[START Data shown]

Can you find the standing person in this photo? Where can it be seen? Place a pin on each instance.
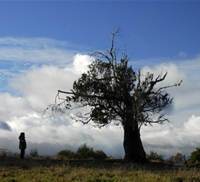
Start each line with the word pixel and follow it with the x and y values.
pixel 22 144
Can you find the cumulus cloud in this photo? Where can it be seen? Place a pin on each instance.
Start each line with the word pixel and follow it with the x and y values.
pixel 173 139
pixel 4 126
pixel 33 89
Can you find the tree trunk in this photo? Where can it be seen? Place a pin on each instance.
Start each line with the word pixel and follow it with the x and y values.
pixel 134 151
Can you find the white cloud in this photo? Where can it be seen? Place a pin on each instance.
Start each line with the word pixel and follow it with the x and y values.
pixel 37 50
pixel 33 89
pixel 172 139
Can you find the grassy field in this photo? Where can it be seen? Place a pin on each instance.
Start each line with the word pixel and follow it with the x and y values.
pixel 46 170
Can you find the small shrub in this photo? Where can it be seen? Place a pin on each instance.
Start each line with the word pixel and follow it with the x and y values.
pixel 34 152
pixel 3 152
pixel 100 154
pixel 195 156
pixel 154 157
pixel 85 152
pixel 65 154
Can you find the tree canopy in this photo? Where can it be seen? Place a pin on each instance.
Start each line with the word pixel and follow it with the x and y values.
pixel 116 93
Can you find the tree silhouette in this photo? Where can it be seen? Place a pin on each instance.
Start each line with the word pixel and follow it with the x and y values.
pixel 116 93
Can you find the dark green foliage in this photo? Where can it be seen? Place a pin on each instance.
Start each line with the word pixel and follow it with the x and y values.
pixel 34 152
pixel 153 156
pixel 66 154
pixel 111 91
pixel 83 152
pixel 195 156
pixel 100 154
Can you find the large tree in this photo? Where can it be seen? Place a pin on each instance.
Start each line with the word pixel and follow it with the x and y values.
pixel 116 93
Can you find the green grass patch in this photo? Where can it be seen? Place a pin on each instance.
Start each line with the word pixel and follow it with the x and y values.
pixel 41 170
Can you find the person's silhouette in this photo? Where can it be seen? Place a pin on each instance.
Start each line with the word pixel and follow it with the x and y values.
pixel 22 144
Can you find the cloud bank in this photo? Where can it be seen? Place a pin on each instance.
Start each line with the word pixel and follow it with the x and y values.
pixel 29 90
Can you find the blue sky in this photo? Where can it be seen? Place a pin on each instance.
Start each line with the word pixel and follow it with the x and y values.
pixel 44 47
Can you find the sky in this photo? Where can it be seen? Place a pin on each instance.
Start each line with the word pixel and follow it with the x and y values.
pixel 45 46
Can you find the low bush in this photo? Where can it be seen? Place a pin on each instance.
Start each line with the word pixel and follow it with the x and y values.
pixel 82 153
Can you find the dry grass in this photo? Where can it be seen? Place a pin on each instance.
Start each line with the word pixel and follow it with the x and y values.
pixel 46 170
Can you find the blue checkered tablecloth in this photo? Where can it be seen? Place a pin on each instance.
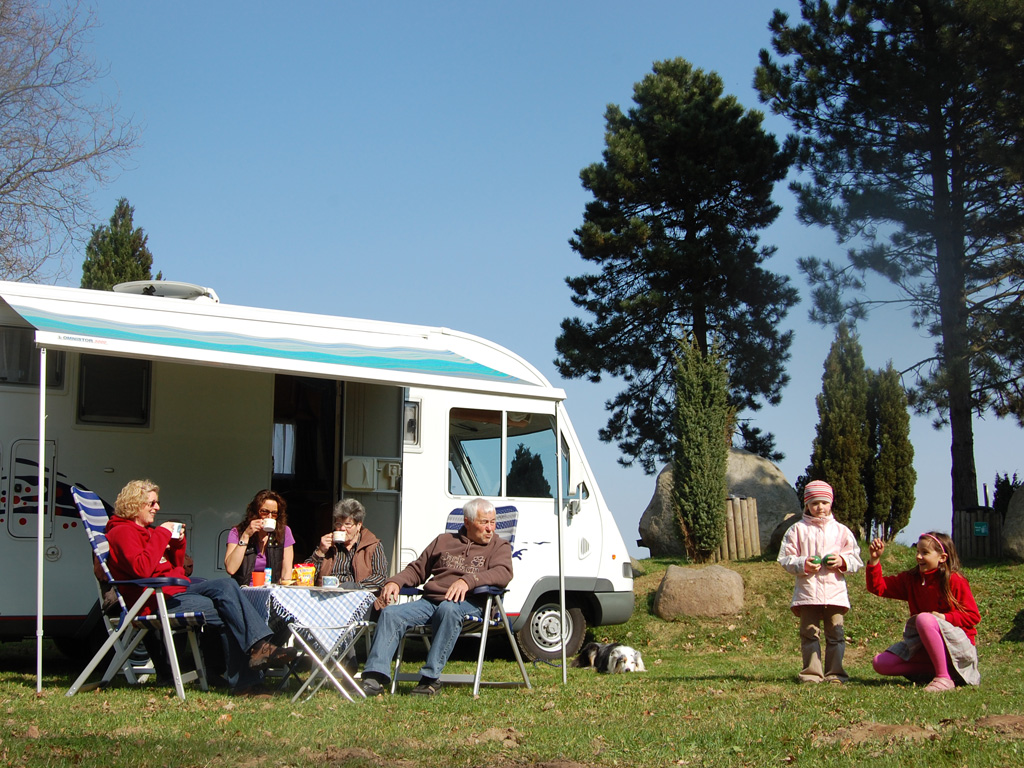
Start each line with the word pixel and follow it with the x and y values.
pixel 327 613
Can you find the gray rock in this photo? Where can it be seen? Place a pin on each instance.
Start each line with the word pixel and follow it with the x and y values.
pixel 748 475
pixel 712 591
pixel 1013 527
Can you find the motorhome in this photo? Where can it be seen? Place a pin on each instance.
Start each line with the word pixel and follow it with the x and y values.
pixel 214 401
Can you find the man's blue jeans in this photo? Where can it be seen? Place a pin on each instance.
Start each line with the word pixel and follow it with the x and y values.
pixel 221 602
pixel 445 623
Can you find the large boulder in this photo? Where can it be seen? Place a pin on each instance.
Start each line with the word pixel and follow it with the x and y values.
pixel 713 591
pixel 1013 527
pixel 748 475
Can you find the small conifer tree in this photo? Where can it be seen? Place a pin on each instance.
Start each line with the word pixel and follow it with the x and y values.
pixel 117 252
pixel 890 476
pixel 839 454
pixel 704 419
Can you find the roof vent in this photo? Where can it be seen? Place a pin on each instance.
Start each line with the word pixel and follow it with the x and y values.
pixel 169 289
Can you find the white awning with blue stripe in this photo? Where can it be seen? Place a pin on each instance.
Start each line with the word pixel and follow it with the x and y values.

[END Data shown]

» What you need to do:
Can you rewrite every line of the records from the line with "Can you find the large tree" to the line with "pixel 41 170", both included, shifting each x and y coordinate in the answers by adding 133 to it?

» Answer:
Can you find the large tree in this photo? Where can it be seen? Place a pin on each instance.
Start each line with the word pixel and follow it with the x and y values.
pixel 249 226
Can you find the green grass patch in this photo? Where can it be seen? Place a pin on each instance.
Start each line with the word pixel and follow it with the x and y values.
pixel 174 303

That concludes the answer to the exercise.